§ **WHAT YOU NEED TO DO**
Write out every line of the material exactly as it appears.

Top of DATASET

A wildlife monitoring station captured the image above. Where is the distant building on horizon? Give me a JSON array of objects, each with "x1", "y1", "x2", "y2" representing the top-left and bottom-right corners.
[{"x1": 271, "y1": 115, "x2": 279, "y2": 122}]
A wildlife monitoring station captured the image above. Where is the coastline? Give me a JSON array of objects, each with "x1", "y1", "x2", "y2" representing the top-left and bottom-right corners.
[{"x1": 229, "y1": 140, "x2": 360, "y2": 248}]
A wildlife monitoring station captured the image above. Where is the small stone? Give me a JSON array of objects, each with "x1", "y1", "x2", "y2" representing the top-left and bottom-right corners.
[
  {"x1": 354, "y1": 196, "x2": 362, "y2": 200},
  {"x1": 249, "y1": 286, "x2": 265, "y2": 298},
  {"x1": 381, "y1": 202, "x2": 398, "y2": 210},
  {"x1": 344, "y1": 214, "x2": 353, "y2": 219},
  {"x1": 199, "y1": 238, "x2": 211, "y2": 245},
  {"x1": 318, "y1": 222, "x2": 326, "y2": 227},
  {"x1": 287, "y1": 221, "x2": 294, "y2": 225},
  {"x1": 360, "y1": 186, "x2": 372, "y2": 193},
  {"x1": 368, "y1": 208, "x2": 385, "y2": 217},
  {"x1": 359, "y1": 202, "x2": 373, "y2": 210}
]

Bottom of DATASET

§ **ANSWER SECTION**
A wildlife monitoring station captured the image above. Where is the distant building on horizon? Give me a JSON array of objects, each with "x1", "y1", "x2", "y2" representing the top-left and bottom-right corners.
[{"x1": 271, "y1": 115, "x2": 279, "y2": 122}]
A wildlife monitoring station captured the image above. Where is the coastline? Give me a JSON array of objects, each with "x1", "y1", "x2", "y2" representing the top-left and bottom-right corners.
[{"x1": 229, "y1": 140, "x2": 360, "y2": 248}]
A wildlife monitoring station captured the image above. Where is the small stone? Give me a JSON array of objects, each with "x1", "y1", "x2", "y2" representing the top-left and bottom-right corners.
[
  {"x1": 354, "y1": 196, "x2": 362, "y2": 200},
  {"x1": 249, "y1": 286, "x2": 265, "y2": 298},
  {"x1": 381, "y1": 202, "x2": 398, "y2": 210},
  {"x1": 344, "y1": 214, "x2": 353, "y2": 219},
  {"x1": 199, "y1": 238, "x2": 211, "y2": 245},
  {"x1": 318, "y1": 222, "x2": 326, "y2": 227},
  {"x1": 287, "y1": 221, "x2": 294, "y2": 225},
  {"x1": 360, "y1": 186, "x2": 372, "y2": 193},
  {"x1": 368, "y1": 208, "x2": 385, "y2": 217},
  {"x1": 359, "y1": 202, "x2": 373, "y2": 210}
]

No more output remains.